In the thread on solving cos(2θ) = sin(θ/2), what step does the person asking say they cannot justify?

SOURCE EXCERPT
○ ○ ○ ○
Solving $\cos(2\theta)=\sin\left(\frac{\theta}{2}\right)$

Question

Consider an acute angle $\theta$, which has the property that
$$\cos(2\theta)=\sin\left(\frac{\theta}{2}\right).$$
I am trying to find the value of $\theta$. Using the identity
$$\cos(2\theta)=\sin\left(\frac{\pi}{2}-2\theta\right),$$
I can write the first equation as
$$\sin\left(\frac{\pi}{2}-2\theta\right)=\sin\left(\frac{\theta}{2}\right).$$
Equating the argument of the $\sin$ functions, we see that
\begin{align}
\frac{\pi}{2}-2\theta&=\frac{\theta}{2} \\
\frac{5}{2}\theta&=\frac{\pi}{2} \\
\theta&=\frac{\pi}{5}.
\end{align}
While this yields the correct answer, I do not know how we can justify equating the arguments of the $\sin$ functions.

Answer 1

$$ \begin{aligned} \operatorname{cos} 2 \theta &=\sin \frac{\theta}{2}=\cos \left(\frac{\pi}{2}-\frac{\theta}{2}\right) \\ 2 \theta &=2 n \pi \pm\left(\frac{\pi}{2}-\frac{\theta}{2}\right) \\ \frac{5 \theta}{2} &=2 n \pi+\frac{\pi}{2} \text { or } \frac{3 \theta}{2}=2 n \pi-\frac{\pi}{2} \\ \theta &=\frac{(4 n+1) \pi}{5} \text { or } \frac{(4 n-1) \pi}{3}, \end{aligned} $$ where $n\in Z.$
○ ○ ○ ○
DATA

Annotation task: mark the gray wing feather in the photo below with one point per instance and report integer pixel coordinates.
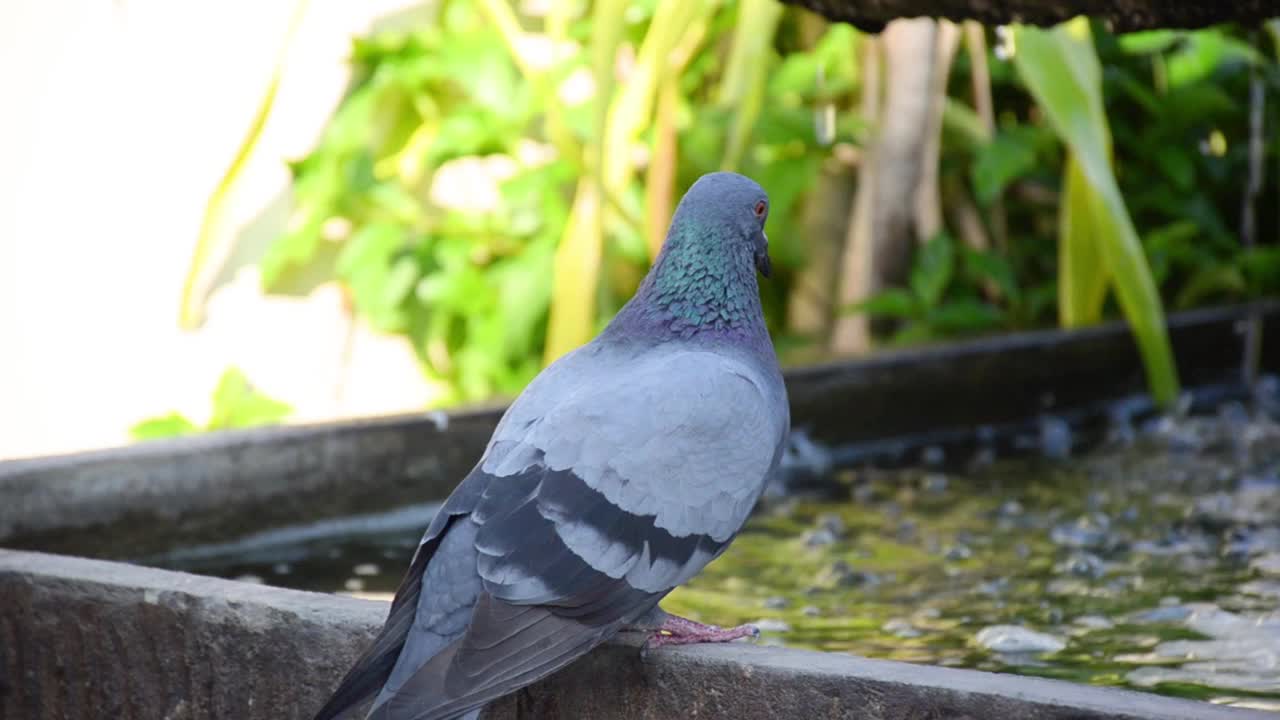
○ ○ ○ ○
FULL ANSWER
Equating the arguments of the sine functions.